- _Description of the task_:
If a line contains "the white brick wall", it is the last one to write out; begin with the first line of the records and copy each exactly.

- _Supplied material_:
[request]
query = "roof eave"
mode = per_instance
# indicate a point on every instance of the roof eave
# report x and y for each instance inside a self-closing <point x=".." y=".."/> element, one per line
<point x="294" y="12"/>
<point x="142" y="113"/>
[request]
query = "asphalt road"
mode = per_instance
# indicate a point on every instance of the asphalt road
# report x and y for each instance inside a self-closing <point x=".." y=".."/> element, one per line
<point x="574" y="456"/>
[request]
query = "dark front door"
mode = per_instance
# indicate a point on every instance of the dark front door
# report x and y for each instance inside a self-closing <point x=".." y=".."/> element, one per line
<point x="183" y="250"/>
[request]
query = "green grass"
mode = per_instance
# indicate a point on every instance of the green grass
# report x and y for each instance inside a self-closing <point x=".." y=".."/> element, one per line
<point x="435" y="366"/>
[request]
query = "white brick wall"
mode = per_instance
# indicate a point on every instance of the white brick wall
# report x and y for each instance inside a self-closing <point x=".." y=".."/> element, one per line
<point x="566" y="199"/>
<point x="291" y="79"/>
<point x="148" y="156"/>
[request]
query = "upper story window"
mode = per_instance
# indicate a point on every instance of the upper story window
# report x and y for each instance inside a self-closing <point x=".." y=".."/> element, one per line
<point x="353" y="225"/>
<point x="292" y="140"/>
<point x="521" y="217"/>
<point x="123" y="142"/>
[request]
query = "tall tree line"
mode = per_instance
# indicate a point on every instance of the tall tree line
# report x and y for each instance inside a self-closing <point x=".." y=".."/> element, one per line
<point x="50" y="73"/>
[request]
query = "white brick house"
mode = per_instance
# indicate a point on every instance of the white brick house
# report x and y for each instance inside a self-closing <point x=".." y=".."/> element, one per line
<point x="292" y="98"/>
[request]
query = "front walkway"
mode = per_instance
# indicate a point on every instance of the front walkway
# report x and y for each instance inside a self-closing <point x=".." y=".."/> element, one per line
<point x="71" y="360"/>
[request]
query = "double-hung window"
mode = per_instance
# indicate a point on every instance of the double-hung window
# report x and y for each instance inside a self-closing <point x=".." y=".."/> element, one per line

- _Result of this exercise_:
[request]
query = "roof eave"
mode = per_instance
# indicate a point on every instance of the roof eave
# report x and y for each instance inside a self-closing <point x=".." y=".."/> element, one per line
<point x="294" y="12"/>
<point x="142" y="113"/>
[request]
query = "asphalt road"
mode = per_instance
# indicate a point on every instance of the asphalt road
# report x and y for each instance inside a self-closing <point x=".." y=".."/> element, one per line
<point x="574" y="456"/>
[request]
query = "dark front door"
mode = per_instance
# indicate a point on every instance of the dark front door
# report x and y for each instance inside a self-closing <point x=".." y=".."/> element, one per line
<point x="183" y="250"/>
[request]
query = "green grass"
mode = per_instance
# indicate a point on every instance of the green grass
# report x and y for each instance inside a self-closing <point x=".." y=".."/> element, one per line
<point x="435" y="366"/>
[request]
query = "white brick wall"
mode = per_instance
# indicate a point on every instance of the white brick wall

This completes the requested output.